- _Task details_
Copy the forum thread on getting the Directv2pc software from "It is my understanding" up to and including "the Advisor understands?", substituting "registration key" for "activation code".

- _Excerpted passage_
□ □ □

# How do I get the Directv2pc software??



## Special Ed (Oct 26, 2007)

I just discovered that Directv2pc exists and tried to download it because it sounds like it would be pretty cool.

However the only thing I can find to download is and the outdated Playback Advisor app that calls my Intel i7 920 CPU "unknown" and says my ATI Radeon HD 4800 graphic card is fine but I need to update my Graphics card driver to at least 7.20 - (problem is, the latest driver, which I am using is 8.690).

It is my understanding is when I pass the Playback advisor test, it will then give me a link where I can download the software and get an activation code via email.

Can someone tell me where or how I can get this software without downgrading my PC to something the Advisor understands?


----------



## veryoldschool (Dec 10, 2006)

Special Ed said:


> I just discovered that Directv2pc exists and tried to download it because it sounds like it would be pretty cool.
> 
> However the only thing I can find to download is and the outdated Playback Advisor app that calls my Intel i7 920 CPU "unknown" and says my ATI Radeon HD 4800 graphic card is fine but I need to update my Graphics card driver to at least 7.20 - (problem is, the latest driver, which I am using is 8.690).
> 
> ...


There is no need to downgrade your PC, or even pass the advisor to get the DirecTV2PC app. Once you've downloaded the advisor you should see a pop-up where you click on it and then get to the email screen and once you complete this it starts to download DirecTV2PC.
There is a bit more about this here: http://www.dbstalk.com/showthread.php?t=165127


----------



## Special Ed (Oct 26, 2007)

Yesterday, I got the page with the email to fill out but closed it down to install and run the Advisor. Then no matter what I tried I could not get to the page where I ad my name and email. 

This morning after a reboot, I went through the Advisor download process again and got the Name Email screen again. Strange process to download a program.


----------



## veryoldschool (Dec 10, 2006)

Special Ed said:


> Yesterday, I got the page with the email to fill out but closed it down to install and run the Advisor. Then no matter what I tried I could not get to the page where I ad my name and email.

□ □ □

- _Records provided_

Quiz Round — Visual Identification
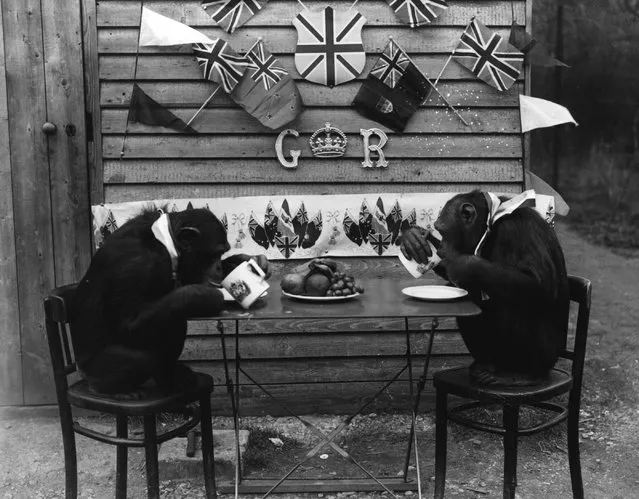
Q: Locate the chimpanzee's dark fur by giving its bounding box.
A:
[71,209,254,398]
[403,191,569,385]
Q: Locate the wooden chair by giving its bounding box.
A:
[44,285,217,499]
[434,276,591,499]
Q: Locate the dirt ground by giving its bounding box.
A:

□ □ □

- _Exercise result_
It is my understanding is when I pass the Playback advisor test, it will then give me a link where I can download the software and get an registration key via email.

Can someone tell me where or how I can get this software without downgrading my PC to something the Advisor understands?